- Reading passage:
========
I shook my head as I heard the shower running because I woke him twenty minutes ago to remind him that his senior picture’s appointment was for 10 a.m. (He had assured me that he had set his alarm, but he was in REM when I woke him at 9:20.) Who knows how these pictures will turn out at school from the firm the district contracts to do yearbooks? I don’t think I ever got a decent picture out of any of those rushed sessions when I was a kid, not in twelve years.
“Make sure you shave off those scragglies,” my husband had instructed Seamus yesterday, as we walked the four dogs through Crescent Bend Park, our event for family day since it was Steve’s turn in the rotation. I was miserable and only partly because it was a mindbending 105 degrees outside, the dogs collectively panting so loudly it sounded like the emphysema ward.
“What are you going to wear?” was my concern, thinking I hadn’t seen my son in anything but jeans and graphic tees with band names in four or five years, and it was his long hair that drove me to the treetops. (Although who can deny it: you know you are living in a dress down time when even the old ladies wore flip flops—to church.)
“They give us like a fake tuxedo front to put on,” he assured me.
I had to laugh at the scenario of my punkrock-loving son with his Scoobie Do beard, Justin Bieber hair, Elvis Costello glasses, Motion City Sountrack t-shirt and grey skater’s shoes underneath a faux tuxedo—with the shirt and bow tie glued to the jacket as a single unit that one merely tied in back like a hospital gown. Talk about unnaturally uncomfortable.
You have your child, you watch him grow, and you anticipate the passage of important events like senior pictures, but when this rite of passage finally arrives—unless you are a supreme spasmoidal—it is up to your grown son to go and be himself (which means show up in whatever costume represents whatever phase he/she is going through). You, the worried mother, stay home and wait for the proofs to come in the mail and pray that there is one shot you can abide or stand to look at, staring back at you for eternity from within a coffee table picture frame.
========
- Supplied information:

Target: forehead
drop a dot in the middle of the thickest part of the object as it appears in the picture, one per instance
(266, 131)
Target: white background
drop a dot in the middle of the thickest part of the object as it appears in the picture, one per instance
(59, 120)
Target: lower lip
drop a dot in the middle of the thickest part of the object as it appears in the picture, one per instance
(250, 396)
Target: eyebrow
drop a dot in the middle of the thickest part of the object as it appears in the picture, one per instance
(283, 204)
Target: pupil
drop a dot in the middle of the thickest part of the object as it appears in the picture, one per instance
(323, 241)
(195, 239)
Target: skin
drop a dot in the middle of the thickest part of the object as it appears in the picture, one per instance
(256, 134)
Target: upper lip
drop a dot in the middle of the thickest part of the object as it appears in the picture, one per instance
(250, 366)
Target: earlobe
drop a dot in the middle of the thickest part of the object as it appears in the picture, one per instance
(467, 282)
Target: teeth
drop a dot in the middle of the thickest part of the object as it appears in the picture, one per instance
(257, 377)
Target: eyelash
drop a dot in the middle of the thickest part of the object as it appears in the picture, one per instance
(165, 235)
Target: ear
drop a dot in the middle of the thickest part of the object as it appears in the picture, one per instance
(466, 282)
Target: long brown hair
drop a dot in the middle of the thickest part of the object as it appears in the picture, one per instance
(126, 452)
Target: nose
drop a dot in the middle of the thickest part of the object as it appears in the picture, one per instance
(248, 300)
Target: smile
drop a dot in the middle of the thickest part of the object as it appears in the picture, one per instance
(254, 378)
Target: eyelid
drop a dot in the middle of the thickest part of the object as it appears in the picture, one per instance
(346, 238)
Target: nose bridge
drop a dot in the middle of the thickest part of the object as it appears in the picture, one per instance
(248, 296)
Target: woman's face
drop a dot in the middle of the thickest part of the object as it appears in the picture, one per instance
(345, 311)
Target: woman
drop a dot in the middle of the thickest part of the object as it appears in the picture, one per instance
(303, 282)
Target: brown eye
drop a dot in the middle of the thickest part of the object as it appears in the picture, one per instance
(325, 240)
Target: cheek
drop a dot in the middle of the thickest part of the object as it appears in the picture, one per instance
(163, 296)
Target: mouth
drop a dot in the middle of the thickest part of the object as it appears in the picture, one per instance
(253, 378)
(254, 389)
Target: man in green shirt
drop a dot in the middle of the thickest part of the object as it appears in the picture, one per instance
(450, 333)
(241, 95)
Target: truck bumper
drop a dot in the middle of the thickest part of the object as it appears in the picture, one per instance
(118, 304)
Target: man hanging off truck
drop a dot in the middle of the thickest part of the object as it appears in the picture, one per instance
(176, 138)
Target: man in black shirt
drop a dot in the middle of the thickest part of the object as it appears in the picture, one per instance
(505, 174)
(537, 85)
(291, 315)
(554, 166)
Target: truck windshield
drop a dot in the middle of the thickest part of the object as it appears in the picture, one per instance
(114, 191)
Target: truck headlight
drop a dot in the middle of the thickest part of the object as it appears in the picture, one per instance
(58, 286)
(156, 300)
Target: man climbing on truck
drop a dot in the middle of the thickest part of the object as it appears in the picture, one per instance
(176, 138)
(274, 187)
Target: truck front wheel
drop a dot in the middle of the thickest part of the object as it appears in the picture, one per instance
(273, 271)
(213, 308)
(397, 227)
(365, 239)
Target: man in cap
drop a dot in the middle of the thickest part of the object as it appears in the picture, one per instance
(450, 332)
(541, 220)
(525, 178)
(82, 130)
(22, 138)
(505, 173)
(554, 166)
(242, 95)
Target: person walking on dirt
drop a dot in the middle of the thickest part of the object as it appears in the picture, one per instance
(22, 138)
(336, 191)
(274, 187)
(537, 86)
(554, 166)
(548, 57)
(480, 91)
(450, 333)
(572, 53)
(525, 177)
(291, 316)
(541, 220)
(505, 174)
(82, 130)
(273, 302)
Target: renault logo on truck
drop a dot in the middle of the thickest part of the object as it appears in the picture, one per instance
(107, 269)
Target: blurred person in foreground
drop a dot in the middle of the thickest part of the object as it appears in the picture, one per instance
========
- Work request 1:
In the senior pictures essay, how many dogs did the family walk through Crescent Bend Park?
- Work request 2:
List every time of day and every length of time mentioned in the senior pictures essay's paragraph that begins "I shook my head."

- Exercise answer 1:
Four.

- Exercise answer 2:
- twenty minutes
- 10 a.m.
- 9:20
- twelve years